**REQUIREMENTS**
Count the lines in the records below that contain the string "rocking", with case counting, and give only that number.

**EXTRACTED INFORMATION**
------------------------------

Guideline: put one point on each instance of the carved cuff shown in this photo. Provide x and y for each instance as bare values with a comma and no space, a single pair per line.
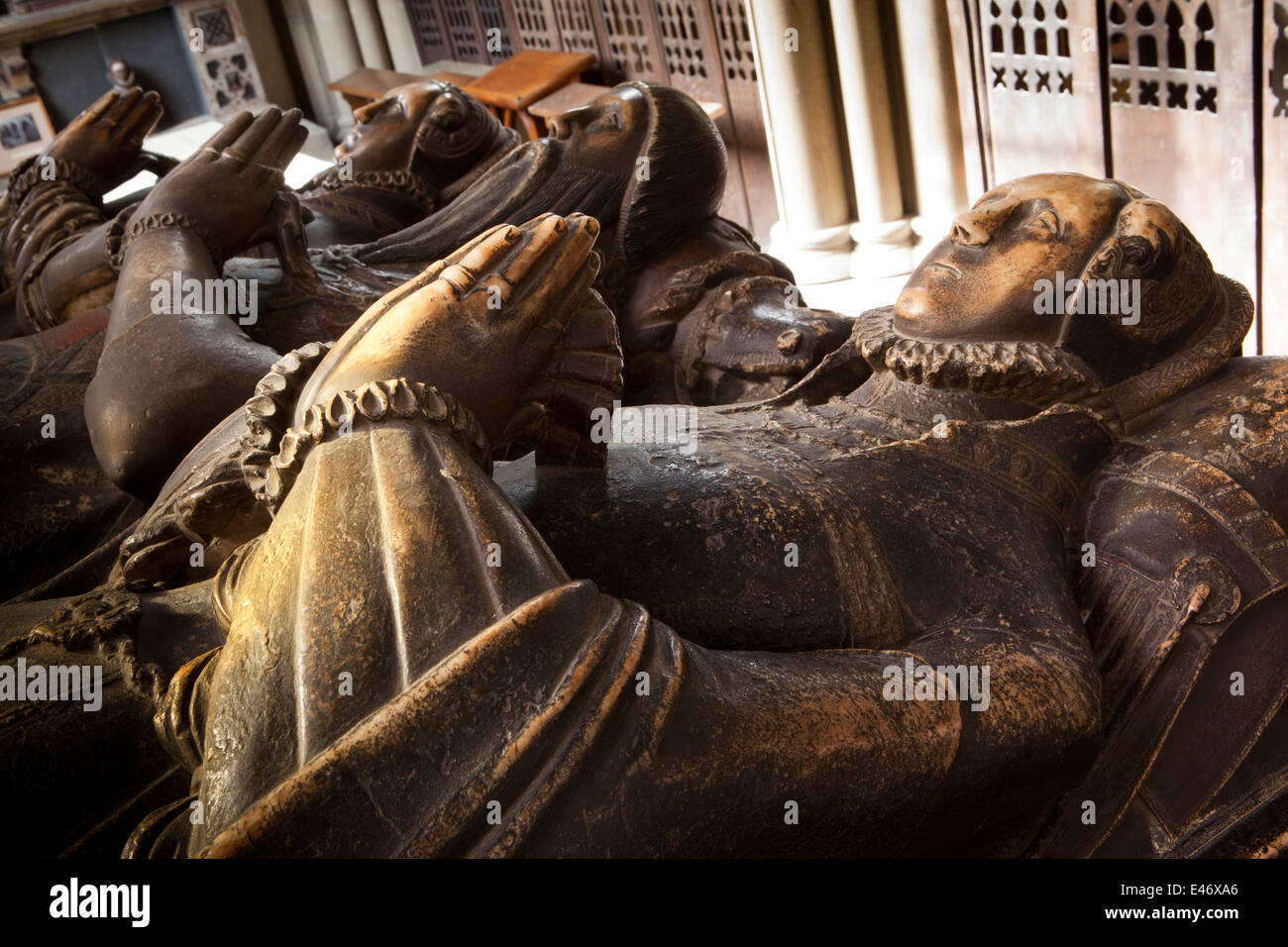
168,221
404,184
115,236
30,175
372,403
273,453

------------------------------

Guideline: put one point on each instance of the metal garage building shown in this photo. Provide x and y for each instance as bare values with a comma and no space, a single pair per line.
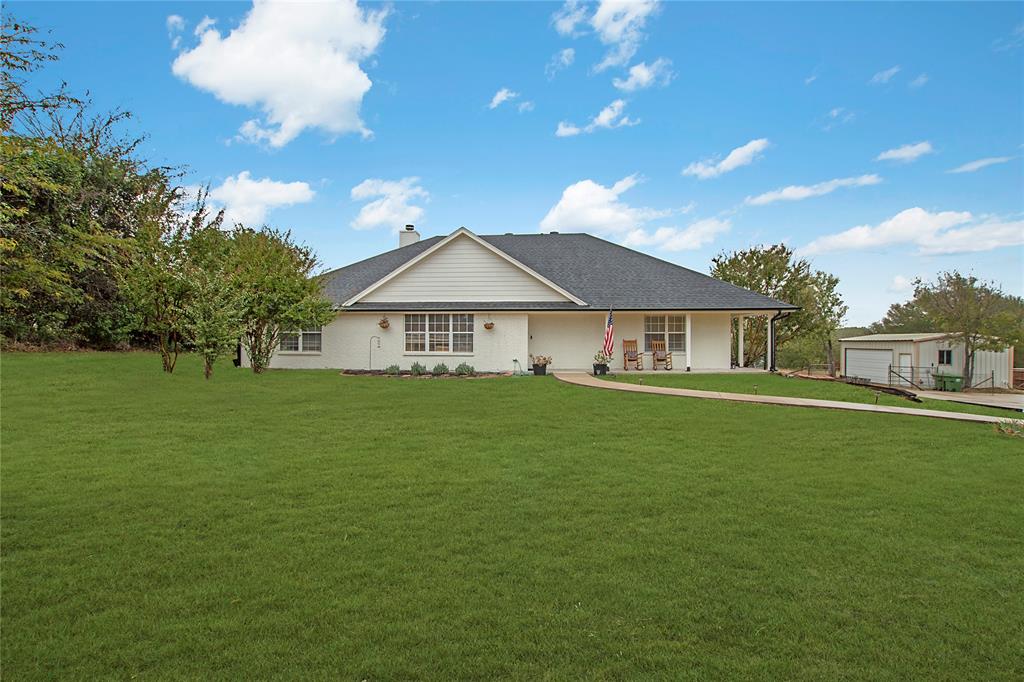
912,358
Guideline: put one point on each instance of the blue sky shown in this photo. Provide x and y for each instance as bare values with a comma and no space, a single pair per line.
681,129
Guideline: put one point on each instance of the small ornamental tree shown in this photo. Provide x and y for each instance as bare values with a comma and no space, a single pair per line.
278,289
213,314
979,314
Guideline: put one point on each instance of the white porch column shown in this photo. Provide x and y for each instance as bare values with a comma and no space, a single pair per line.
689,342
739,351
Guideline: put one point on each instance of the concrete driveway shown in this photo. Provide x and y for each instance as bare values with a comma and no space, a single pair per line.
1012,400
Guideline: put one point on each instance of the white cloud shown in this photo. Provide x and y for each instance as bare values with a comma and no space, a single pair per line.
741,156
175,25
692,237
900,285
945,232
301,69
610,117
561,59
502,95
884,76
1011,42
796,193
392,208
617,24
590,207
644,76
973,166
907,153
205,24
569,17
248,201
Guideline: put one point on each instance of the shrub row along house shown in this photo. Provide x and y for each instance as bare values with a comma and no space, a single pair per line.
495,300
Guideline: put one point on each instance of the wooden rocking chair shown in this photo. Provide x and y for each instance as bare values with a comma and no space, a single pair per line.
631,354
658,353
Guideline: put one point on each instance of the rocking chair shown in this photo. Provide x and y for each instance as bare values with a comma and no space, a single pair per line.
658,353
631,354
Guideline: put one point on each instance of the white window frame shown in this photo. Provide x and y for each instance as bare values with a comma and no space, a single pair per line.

------------------------------

**RESULT**
2